* WORK INSTRUCTIONS *
For each statement below, say whether it agrees with the article on bank working hours, answering yes or no and quoting the deciding words of the article. (a) The banks want ordinary working hours extended to cover all of Sunday. (b) None of the four financial institutions in the application currently opens branches on weekends. (c) The joint application was made by ANZ, Commonwealth Bank, Westpac and GE Capital Finance.

Australia’s major banks are pushing for the definition of ordinary working hours to be extended to include Saturday afternoons and all of Sundays.
In a joint application to an award review by Fair Work Australia, the banks argue the changes would promote “flexible and efficient modern work practices in a way that has proper regard to the considerations of productivity and employment costs”.
The application made by ANZ, Commonwealth Bank, Westpac and GE Capital Finance says: “The banks are, in substance, in no different position to many retailers or other retail providers such as telecommunications service providers and contract call centre operators, each of which has access to a modern award facility permitting ordinary hours to be worked on Saturdays and Sundays.
The banks claim that the Finance Sector Union’s (FSU’s) proposals to consolidate existing award provisions would “do nothing more than reflect historical and, in many respects, out-dated employment practices” and should be rejected.
All four financial institutions involved in the application already open some branches on Saturdays and Sundays.
Stephen Ries, spokesperson for ANZ, told SmartCompany the bank is happy to support the application but it does not impact ANZ as the bank already has the flexibility for Sunday work as part of its enterprise agreement with its employees.
“We don’t agree that this application will have any impact on penalty rates and there has been no application made to change penalty rates in the award,” says Ries.
The FSU has come out fighting against the banks’ “profit grab”.

* INFORMATION SUPPLIED *
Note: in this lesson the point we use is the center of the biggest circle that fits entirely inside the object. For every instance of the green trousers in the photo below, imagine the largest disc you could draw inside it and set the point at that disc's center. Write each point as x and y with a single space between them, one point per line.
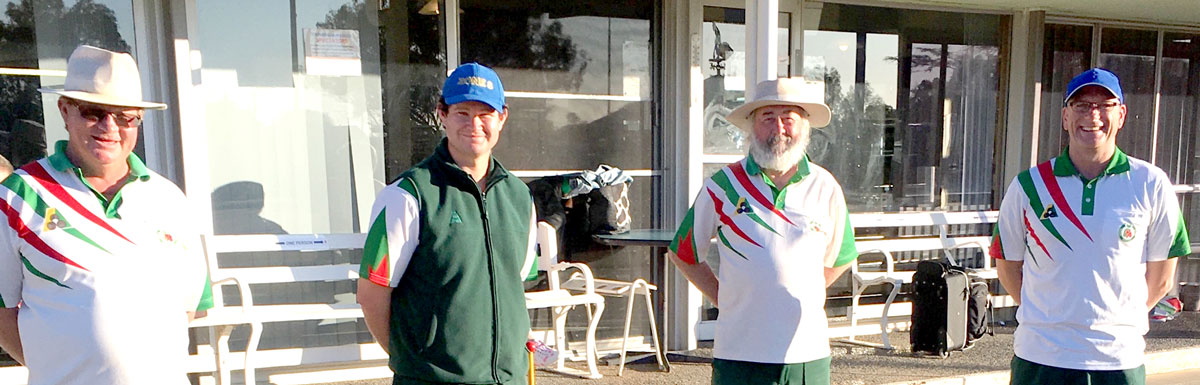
727 372
1032 373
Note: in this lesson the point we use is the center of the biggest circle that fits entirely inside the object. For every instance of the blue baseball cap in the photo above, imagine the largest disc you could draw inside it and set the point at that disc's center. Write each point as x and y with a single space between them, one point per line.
1101 77
473 82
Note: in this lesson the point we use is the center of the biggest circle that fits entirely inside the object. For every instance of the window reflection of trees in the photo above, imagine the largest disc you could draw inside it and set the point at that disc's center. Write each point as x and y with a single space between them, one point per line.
87 22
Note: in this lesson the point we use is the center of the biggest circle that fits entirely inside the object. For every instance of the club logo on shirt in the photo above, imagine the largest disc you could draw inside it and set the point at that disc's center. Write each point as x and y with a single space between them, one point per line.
1049 212
816 227
54 221
1127 232
744 206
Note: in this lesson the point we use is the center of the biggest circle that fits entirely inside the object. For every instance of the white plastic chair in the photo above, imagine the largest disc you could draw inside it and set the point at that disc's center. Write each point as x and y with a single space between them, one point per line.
559 300
630 290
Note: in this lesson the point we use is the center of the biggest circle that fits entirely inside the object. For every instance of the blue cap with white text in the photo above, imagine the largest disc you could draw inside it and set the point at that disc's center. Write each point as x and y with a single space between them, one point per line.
473 82
1101 77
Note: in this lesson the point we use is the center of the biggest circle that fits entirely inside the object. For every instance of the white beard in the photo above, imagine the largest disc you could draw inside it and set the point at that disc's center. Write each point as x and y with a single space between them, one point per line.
778 152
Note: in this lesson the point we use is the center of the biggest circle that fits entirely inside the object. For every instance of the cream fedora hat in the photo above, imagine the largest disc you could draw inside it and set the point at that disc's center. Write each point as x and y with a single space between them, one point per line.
785 91
103 77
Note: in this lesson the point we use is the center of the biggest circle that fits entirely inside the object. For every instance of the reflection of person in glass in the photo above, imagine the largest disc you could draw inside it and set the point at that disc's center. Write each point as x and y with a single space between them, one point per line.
100 265
442 269
783 235
1086 244
5 168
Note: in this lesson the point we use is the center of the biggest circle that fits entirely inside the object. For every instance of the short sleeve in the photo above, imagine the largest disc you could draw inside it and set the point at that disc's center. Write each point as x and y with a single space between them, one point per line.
205 295
393 234
841 250
1008 235
691 239
11 272
529 269
1168 235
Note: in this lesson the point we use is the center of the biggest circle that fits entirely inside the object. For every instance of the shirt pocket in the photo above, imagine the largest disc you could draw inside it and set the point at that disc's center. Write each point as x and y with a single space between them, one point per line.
1125 230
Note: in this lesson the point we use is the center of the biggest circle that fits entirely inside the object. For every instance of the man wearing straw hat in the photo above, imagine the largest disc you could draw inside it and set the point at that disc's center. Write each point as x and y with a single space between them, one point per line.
783 236
449 246
100 268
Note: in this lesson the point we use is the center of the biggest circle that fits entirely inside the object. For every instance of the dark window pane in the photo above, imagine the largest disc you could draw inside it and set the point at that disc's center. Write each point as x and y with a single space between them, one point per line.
1131 55
577 82
1177 121
915 108
1066 53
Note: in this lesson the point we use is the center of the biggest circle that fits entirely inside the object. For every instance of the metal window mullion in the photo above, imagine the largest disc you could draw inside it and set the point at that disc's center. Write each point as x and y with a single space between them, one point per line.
454 55
1158 98
159 132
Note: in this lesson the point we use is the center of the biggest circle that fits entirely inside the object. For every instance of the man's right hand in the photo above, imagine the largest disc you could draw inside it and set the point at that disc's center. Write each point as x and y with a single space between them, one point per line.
700 275
10 336
376 301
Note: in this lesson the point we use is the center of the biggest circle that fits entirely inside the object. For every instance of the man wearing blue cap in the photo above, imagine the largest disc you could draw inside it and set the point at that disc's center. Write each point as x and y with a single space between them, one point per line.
449 245
1086 244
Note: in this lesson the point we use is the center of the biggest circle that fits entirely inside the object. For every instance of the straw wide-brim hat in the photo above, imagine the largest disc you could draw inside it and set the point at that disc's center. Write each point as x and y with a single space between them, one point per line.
785 91
103 77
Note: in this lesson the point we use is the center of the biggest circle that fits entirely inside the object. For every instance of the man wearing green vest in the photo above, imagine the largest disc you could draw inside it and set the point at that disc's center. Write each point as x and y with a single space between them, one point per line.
449 245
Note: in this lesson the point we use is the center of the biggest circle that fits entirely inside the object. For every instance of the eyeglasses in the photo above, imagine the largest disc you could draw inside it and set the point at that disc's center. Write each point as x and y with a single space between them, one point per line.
94 114
1087 107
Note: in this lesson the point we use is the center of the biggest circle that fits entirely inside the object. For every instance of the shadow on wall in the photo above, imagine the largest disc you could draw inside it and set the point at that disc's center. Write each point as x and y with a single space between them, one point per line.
237 209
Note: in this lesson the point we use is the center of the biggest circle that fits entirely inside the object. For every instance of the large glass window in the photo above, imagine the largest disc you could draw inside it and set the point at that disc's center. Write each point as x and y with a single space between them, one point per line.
1067 52
36 37
294 124
1157 89
577 80
915 104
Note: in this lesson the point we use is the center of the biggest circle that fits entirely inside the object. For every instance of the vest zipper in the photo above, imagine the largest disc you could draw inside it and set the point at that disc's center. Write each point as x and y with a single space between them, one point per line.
491 268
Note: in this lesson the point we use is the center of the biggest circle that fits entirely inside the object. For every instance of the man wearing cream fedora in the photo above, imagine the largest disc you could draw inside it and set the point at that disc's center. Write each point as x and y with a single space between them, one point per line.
100 266
783 234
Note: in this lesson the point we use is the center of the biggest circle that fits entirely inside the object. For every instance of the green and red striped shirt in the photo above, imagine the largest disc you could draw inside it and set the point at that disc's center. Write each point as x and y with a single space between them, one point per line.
1085 244
102 284
773 244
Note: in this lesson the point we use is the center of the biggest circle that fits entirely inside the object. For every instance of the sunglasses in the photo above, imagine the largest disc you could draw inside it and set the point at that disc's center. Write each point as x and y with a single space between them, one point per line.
95 113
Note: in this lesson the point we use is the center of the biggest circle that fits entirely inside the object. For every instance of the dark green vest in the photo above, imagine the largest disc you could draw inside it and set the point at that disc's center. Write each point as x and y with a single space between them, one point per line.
459 312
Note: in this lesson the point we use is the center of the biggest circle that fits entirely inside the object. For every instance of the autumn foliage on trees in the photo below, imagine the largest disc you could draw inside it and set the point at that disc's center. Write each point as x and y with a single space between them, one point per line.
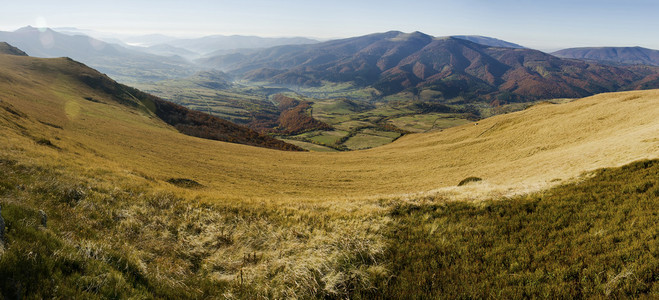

* RESPONSE BELOW *
(a) Yes: "extended to include Saturday afternoons and all of Sundays"
(b) No: "All four financial institutions involved in the application already open some branches on Saturdays and Sundays."
(c) Yes: "The application made by ANZ, Commonwealth Bank, Westpac and GE Capital Finance"